#### Exercise brief
Each record must be retyped in full. No character may differ.
** BEGIN Record set **
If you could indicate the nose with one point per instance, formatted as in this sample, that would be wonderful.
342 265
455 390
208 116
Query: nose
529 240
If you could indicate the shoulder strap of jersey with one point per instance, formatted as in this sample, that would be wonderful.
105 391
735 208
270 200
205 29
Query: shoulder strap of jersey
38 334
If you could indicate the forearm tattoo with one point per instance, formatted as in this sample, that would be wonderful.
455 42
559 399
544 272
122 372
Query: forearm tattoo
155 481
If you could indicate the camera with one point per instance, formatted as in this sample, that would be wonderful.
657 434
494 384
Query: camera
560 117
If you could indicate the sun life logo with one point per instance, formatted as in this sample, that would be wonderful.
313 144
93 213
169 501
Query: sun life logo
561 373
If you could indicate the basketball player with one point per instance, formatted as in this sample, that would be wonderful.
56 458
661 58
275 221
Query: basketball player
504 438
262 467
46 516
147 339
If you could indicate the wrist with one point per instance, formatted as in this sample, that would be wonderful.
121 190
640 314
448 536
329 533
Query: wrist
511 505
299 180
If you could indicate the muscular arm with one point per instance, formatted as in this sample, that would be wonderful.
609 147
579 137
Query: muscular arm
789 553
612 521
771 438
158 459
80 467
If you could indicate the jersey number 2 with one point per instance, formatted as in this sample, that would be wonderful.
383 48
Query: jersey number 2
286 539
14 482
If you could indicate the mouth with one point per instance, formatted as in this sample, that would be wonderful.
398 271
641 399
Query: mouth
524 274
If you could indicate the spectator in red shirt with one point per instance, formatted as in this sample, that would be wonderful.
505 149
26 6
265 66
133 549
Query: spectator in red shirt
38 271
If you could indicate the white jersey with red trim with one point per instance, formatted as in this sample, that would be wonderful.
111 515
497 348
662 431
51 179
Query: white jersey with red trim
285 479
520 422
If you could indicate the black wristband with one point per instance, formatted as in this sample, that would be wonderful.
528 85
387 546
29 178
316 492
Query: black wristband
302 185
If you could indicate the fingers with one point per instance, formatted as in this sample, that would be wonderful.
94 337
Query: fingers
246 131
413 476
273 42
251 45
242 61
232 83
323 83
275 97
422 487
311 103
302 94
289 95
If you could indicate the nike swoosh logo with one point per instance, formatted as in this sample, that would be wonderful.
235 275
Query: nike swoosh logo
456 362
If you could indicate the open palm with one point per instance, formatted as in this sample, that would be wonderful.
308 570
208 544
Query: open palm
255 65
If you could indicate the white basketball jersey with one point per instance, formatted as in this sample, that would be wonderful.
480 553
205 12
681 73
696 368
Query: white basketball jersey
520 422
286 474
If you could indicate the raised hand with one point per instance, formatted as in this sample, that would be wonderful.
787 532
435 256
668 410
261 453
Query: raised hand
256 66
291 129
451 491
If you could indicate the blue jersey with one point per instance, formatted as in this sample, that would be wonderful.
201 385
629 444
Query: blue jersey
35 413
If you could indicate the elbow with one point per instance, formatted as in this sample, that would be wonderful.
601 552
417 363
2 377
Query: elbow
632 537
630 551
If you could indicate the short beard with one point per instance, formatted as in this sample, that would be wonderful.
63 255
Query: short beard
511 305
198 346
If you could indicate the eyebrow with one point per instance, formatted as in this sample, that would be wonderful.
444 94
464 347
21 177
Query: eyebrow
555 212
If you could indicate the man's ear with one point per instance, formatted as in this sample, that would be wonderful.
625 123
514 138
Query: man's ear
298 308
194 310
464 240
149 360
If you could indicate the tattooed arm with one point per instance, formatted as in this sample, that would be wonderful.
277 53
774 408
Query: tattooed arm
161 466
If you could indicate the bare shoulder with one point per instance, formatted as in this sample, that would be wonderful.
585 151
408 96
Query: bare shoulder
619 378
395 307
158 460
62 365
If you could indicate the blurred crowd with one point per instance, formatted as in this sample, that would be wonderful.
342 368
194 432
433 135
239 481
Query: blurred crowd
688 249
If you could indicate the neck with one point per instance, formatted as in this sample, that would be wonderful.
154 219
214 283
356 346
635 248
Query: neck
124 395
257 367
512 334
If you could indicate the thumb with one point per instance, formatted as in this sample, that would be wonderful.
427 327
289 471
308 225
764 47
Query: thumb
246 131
** END Record set **
#### Solution to the exercise
If you could indicate the nose with one point per instance, formatted as in this sample, that would be wonderful.
342 265
455 390
208 116
Query: nose
529 240
If you could indicate the shoulder strap of jersey with one point per instance, formatted as in this sample, that would be wonderful.
105 391
735 208
270 200
205 29
Query: shoulder strap of jersey
38 334
If you could indicate the forearm tattoo with one point per instance, formatted as in this sample, that would be wonderful.
455 42
559 399
544 272
122 372
Query: forearm tattoo
155 481
If you could indicate the camera with one point per instance, formatted as in this sample, that would be wonderful.
657 434
494 384
Query: camera
560 117
If you could indicate the sun life logo with one point per instance, formatted as in this sample, that would be wonderful.
313 144
93 213
169 501
Query: sun life logo
561 373
If you could indicate the basketball player with one point per instance, formatted as in this sample, that would be wonderful.
56 458
661 58
275 221
Query: basketball player
504 438
262 467
46 516
147 339
If you could indicate the wrist with one point per instance, formatted as in this sample, that would be wonderful.
121 190
640 314
448 536
329 533
Query: wrist
511 505
299 180
If you could indicate the muscular arm with one point per instance, formatted as in this sample, that would be wonderful.
609 147
579 137
Query: muscular arm
789 553
612 521
771 438
158 459
80 467
If you could indicate the jersey number 2 with one point per instance, formatted as in this sample, that would be wonderful.
383 48
Query: jersey number 2
286 539
14 482
If you could indicate the mouth with one point per instance, formatted as in this sample, that would be wonderful.
398 271
641 399
Query: mouth
524 274
If you could indicate the spectator in red shirt with one point per instance, formatted as in this sample, that would be wonderful.
505 149
26 6
265 66
133 549
Query: spectator in red shirt
38 271
If you could indicate the white jersey with red trim with one point per instance, formatted as in this sample, that would be wonderful.
111 515
497 348
662 431
51 179
Query: white jersey with red trim
285 479
520 422
If you could indicate the black wristband with one point per instance, formatted as in this sample, that would be wonderful.
528 85
387 546
29 178
316 492
Query: black wristband
302 185
If you could indicate the fingers with one point per instance, formatted as in this sample, that would be wonderful.
94 337
Query: fingers
246 131
413 476
273 42
251 45
242 61
232 83
323 83
275 97
422 487
311 103
302 94
289 95
If you could indicate the nike swoosh logo with one point per instance, formatted as in this sample, that would be wonderful.
235 275
Query: nike swoosh logo
456 362
If you could indicate the open palm with one point per instance, formatted as in this sample, that would be wonderful.
308 570
208 544
Query: open palm
255 65
If you could indicate the white basketball jersey with one point per instance, formatted as in this sample, that would be wonderful.
480 553
205 12
681 73
696 368
Query: white basketball jersey
520 422
286 474
If you could indicate the raised hand with one point per instance, formatted as in this sample, that would be wonderful.
787 532
435 256
668 410
261 453
Query: raised hand
256 66
291 129
451 491
If you could indicate the blue jersey with one point per instance, formatted as in this sample, that would be wonderful.
201 385
629 444
Query: blue jersey
35 413
If you could indicate the elbow with one point per instance, formatted as in this sample, that would be wonderful.
601 552
417 363
2 377
Query: elbow
632 537
630 551
If you could indicate the short beard with one point per instance, formatted as in this sample, that would be wonderful.
63 255
Query: short beard
511 305
198 346
If you could indicate the eyebrow with one point per instance, formatted as in this sample, that would be wonderful.
444 94
464 347
21 177
Query: eyebrow
555 212
If you could indicate the man's ear with one point per instance, formatted as in this sample, that would be wonderful.
625 123
514 138
Query: man's ear
298 308
194 310
464 240
149 360
If you could indicate the tattooed arm with one point per instance, formatted as in this sample, that would be wonderful.
277 53
774 408
Query: tattooed arm
161 466
If you could indicate the bare shoulder with one point per instance, formatted as in this sample, that would be wonderful.
585 151
408 96
Query: bare shoulder
619 378
395 307
158 460
62 365
If you could indicate the blurred crowd with one point per instance, formatted as in this sample, that would be wonderful.
342 368
194 432
433 135
239 481
Query: blurred crowd
688 249
If you could indicate the neck with one point per instance, formatted as in this sample, that would be wonderful.
154 219
214 283
356 346
635 248
Query: neck
124 395
257 367
512 334
If you could indicate the thumb with one point per instance, formatted as in this sample, that would be wonderful.
427 327
289 471
308 225
764 47
Query: thumb
246 131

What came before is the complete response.